| DATA LISTING |
________________________________________
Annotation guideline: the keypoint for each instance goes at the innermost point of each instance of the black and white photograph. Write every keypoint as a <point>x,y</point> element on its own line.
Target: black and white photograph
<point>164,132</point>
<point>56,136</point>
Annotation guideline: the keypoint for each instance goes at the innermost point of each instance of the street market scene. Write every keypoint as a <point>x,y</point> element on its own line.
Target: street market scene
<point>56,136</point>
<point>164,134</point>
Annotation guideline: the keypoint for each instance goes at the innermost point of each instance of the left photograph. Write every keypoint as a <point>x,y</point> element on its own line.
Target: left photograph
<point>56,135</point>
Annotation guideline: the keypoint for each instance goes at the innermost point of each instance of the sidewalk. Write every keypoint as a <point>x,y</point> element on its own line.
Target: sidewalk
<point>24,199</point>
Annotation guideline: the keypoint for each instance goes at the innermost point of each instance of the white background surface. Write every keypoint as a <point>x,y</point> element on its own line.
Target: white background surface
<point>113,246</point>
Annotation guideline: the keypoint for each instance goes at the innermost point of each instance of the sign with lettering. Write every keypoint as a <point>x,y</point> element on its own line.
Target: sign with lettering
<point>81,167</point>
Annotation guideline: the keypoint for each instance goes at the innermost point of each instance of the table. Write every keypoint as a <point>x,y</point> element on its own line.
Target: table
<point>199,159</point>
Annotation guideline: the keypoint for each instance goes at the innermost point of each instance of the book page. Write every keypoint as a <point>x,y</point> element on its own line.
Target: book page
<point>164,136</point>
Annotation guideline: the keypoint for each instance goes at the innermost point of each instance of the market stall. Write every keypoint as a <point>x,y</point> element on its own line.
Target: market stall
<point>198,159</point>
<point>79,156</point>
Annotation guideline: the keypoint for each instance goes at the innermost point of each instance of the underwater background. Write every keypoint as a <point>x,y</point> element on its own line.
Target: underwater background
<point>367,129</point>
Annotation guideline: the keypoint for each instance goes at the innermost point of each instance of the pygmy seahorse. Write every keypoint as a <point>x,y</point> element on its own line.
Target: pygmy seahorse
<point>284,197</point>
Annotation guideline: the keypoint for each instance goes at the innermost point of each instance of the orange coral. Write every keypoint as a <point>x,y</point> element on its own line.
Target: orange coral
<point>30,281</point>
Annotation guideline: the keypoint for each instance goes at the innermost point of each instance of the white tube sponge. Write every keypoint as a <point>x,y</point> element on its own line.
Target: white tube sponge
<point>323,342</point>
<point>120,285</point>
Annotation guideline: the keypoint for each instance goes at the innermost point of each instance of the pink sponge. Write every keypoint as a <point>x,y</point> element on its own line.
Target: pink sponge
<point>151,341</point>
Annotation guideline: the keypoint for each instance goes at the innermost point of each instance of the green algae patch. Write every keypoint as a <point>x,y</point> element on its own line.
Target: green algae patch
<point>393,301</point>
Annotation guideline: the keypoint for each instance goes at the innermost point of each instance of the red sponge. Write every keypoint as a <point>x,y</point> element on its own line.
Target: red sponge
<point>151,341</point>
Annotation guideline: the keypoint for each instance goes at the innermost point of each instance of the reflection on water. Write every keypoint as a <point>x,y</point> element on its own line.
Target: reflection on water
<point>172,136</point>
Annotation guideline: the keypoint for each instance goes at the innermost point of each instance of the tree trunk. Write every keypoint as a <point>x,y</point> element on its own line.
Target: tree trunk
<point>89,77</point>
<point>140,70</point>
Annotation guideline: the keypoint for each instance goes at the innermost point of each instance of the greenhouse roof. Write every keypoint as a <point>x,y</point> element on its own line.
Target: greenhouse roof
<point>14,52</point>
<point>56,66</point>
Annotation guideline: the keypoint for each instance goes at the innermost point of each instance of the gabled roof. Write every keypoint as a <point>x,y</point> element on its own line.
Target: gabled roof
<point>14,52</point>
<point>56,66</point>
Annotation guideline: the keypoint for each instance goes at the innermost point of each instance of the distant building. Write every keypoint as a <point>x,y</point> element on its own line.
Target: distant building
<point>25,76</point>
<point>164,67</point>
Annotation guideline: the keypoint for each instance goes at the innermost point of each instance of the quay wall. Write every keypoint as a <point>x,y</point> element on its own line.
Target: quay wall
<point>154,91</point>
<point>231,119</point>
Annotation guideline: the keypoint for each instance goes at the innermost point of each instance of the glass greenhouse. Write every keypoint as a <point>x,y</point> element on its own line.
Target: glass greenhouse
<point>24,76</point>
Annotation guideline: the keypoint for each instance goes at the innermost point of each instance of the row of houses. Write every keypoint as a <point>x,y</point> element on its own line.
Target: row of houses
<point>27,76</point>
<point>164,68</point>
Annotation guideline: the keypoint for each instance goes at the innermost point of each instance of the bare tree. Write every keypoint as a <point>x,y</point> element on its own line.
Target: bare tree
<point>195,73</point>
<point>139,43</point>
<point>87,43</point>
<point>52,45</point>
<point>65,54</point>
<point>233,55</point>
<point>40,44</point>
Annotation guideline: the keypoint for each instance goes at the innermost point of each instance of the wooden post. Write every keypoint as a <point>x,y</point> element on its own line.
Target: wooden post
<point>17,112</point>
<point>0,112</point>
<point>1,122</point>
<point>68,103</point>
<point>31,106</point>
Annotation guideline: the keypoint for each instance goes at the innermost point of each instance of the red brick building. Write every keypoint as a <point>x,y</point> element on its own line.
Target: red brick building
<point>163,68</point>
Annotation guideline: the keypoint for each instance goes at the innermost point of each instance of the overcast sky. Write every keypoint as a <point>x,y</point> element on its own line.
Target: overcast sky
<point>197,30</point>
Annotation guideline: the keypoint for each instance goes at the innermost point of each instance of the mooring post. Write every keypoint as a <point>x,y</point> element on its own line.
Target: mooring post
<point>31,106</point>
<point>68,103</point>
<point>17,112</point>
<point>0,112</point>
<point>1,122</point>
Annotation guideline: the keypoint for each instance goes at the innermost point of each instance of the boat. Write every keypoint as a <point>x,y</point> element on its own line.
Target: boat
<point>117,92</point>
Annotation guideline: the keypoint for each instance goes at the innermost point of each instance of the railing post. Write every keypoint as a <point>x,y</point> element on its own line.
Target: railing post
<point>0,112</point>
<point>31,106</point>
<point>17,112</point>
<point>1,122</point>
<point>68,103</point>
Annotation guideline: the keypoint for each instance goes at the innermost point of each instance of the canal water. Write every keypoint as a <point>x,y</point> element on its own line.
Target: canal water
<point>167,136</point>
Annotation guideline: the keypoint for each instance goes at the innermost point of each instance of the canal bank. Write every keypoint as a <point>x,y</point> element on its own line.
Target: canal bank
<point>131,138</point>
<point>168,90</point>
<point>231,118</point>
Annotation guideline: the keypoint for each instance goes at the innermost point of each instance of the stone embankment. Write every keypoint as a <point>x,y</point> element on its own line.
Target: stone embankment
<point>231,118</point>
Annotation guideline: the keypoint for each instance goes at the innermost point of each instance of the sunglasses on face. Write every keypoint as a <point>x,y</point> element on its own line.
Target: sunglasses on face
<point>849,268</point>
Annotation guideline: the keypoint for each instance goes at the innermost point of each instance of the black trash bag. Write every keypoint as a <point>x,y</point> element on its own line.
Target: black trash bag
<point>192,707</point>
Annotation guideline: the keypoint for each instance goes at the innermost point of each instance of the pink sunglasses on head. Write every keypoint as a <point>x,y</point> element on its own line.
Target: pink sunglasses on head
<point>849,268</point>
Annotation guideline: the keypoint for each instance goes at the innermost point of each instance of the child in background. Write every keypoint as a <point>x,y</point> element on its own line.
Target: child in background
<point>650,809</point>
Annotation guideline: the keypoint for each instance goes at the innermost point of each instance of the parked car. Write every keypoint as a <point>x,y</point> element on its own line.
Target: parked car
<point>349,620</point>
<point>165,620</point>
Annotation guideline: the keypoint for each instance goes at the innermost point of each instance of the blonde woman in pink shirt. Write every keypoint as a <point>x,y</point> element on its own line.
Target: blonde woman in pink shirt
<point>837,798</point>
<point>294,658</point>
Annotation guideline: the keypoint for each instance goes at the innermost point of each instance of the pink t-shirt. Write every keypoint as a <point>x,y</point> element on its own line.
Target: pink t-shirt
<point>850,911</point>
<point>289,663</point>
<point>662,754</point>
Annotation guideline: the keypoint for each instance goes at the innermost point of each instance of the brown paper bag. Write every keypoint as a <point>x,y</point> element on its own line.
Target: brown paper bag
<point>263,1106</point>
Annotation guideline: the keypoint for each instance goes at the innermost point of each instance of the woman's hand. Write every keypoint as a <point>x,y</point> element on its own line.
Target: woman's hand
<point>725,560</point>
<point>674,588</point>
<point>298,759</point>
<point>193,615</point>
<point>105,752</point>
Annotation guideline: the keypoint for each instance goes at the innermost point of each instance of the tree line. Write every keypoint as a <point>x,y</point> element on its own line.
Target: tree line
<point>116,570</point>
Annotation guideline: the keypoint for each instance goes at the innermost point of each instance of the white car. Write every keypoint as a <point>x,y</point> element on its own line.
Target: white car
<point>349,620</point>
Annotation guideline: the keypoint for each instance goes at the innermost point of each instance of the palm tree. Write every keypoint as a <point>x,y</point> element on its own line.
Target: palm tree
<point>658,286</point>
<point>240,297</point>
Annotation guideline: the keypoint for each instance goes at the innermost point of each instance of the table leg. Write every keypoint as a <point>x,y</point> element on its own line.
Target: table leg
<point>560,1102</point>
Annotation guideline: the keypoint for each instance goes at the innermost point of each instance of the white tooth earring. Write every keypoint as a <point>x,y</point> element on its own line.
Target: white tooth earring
________________________________________
Every line of the material above that has the string "tooth" needs pulling out.

| RESULT FOR THIS TASK |
Annotation guideline: the keypoint for each instance goes at the innermost point of each instance of the white tooth earring. Write every keypoint as a <point>x,y</point> element on its own line.
Target: white tooth earring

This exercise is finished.